## What to work on:
Copy each line below exactly as it appears. Pictures are to be omitted.
(Beginning of Available data)
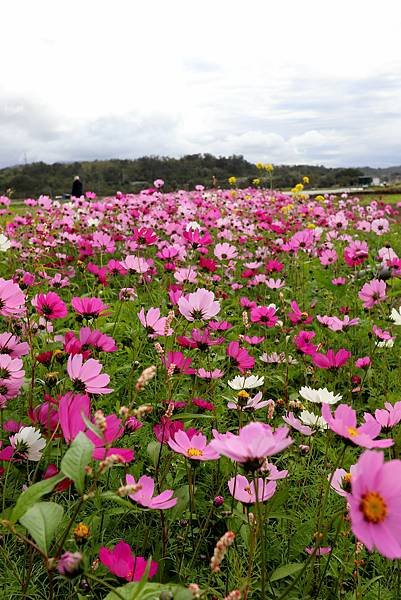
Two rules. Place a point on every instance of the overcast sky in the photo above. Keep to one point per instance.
(283, 82)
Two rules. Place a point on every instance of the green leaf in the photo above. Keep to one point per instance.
(286, 571)
(42, 521)
(76, 459)
(33, 494)
(150, 591)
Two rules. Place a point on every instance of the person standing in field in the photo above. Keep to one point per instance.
(77, 187)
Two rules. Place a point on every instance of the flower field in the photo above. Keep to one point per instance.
(200, 397)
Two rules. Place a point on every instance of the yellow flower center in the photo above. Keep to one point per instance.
(194, 452)
(346, 482)
(373, 507)
(81, 531)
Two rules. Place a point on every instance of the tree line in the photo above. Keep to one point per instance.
(107, 176)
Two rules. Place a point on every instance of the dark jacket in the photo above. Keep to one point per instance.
(77, 188)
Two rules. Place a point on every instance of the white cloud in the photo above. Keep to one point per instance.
(283, 82)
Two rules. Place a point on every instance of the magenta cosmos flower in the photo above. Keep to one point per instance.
(199, 305)
(89, 307)
(255, 442)
(264, 315)
(50, 306)
(374, 504)
(12, 299)
(86, 376)
(144, 496)
(12, 346)
(245, 491)
(154, 324)
(344, 424)
(373, 293)
(194, 448)
(121, 562)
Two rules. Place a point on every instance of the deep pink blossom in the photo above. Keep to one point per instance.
(87, 376)
(121, 562)
(344, 423)
(374, 504)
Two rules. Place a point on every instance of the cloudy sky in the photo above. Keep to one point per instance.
(284, 82)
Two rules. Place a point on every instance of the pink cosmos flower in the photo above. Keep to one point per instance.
(70, 410)
(200, 339)
(11, 345)
(145, 497)
(225, 251)
(296, 424)
(389, 416)
(344, 424)
(254, 443)
(199, 305)
(264, 315)
(136, 264)
(194, 448)
(166, 429)
(180, 363)
(246, 492)
(297, 316)
(380, 226)
(363, 363)
(244, 361)
(154, 323)
(121, 562)
(11, 369)
(373, 293)
(12, 299)
(374, 504)
(89, 307)
(328, 257)
(246, 403)
(87, 376)
(275, 284)
(331, 360)
(302, 342)
(339, 281)
(382, 334)
(254, 340)
(356, 253)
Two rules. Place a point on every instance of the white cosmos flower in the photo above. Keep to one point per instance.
(246, 383)
(313, 420)
(5, 243)
(319, 396)
(28, 443)
(396, 316)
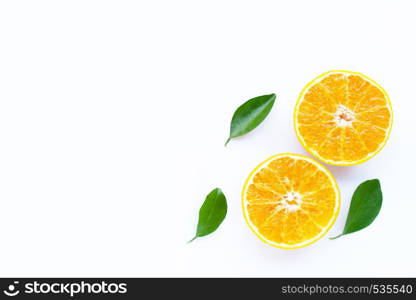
(End of Available data)
## Solution below:
Two rules. Place a point on every instance of the overcast sky in the photo above. Keep to one point per instance.
(283, 82)
Two rules. Place a point on every instance of the green leaf in the photo above. Keep to one point per instance.
(286, 571)
(42, 521)
(76, 459)
(33, 494)
(150, 591)
Two rules. Place a point on every instance of the person standing in field in the photo above. Keep to one point per instance.
(77, 187)
Two rules. Place a point on every instance of the flower field in the photo above. Keep to one point per instance.
(200, 397)
Two rules. Place a point on every instance of the yellow flower center in the photo above. Keep to one point per instance.
(194, 452)
(346, 482)
(373, 507)
(81, 531)
Two rules. Place a point on every instance of the tree line in the photo above. Keep to one point per instance.
(107, 176)
Two rules. Place a point on every instance of the dark jacket in the photo above. Keep to one point per instance.
(77, 188)
Two rules. Place a point on every instance of the white cloud in the photo above. Keep to one point per instance.
(283, 82)
Two rules. Place a point on every instance of the magenta cosmos flower in the photo above. Keep to one point per instance.
(199, 305)
(89, 307)
(255, 442)
(264, 315)
(50, 306)
(374, 504)
(12, 299)
(86, 376)
(144, 496)
(12, 346)
(245, 491)
(154, 324)
(344, 424)
(373, 293)
(194, 448)
(121, 562)
Two rules. Place a point on every instance of the deep pink blossom in the photo above. Keep to one point per instance.
(87, 376)
(121, 562)
(344, 423)
(374, 504)
Two rules. Place a point on every instance of the cloudy sky in the photo above. Keep to one point per instance.
(284, 82)
Two rules. Place a point on every instance of the pink cosmos flower in the photo above. Keep to one point per instance.
(70, 410)
(200, 339)
(11, 345)
(145, 497)
(225, 251)
(296, 424)
(389, 416)
(344, 424)
(254, 443)
(199, 305)
(264, 315)
(136, 264)
(194, 448)
(166, 429)
(180, 363)
(246, 492)
(297, 316)
(380, 226)
(363, 363)
(244, 361)
(154, 323)
(121, 562)
(11, 369)
(373, 293)
(12, 299)
(374, 504)
(89, 307)
(328, 257)
(246, 403)
(87, 376)
(275, 284)
(331, 360)
(302, 342)
(339, 281)
(382, 334)
(254, 340)
(356, 253)
Two rules. Place a point on every instance of the white cosmos flower in the photo above. Keep to one point per instance.
(246, 383)
(313, 420)
(5, 243)
(319, 396)
(28, 443)
(396, 316)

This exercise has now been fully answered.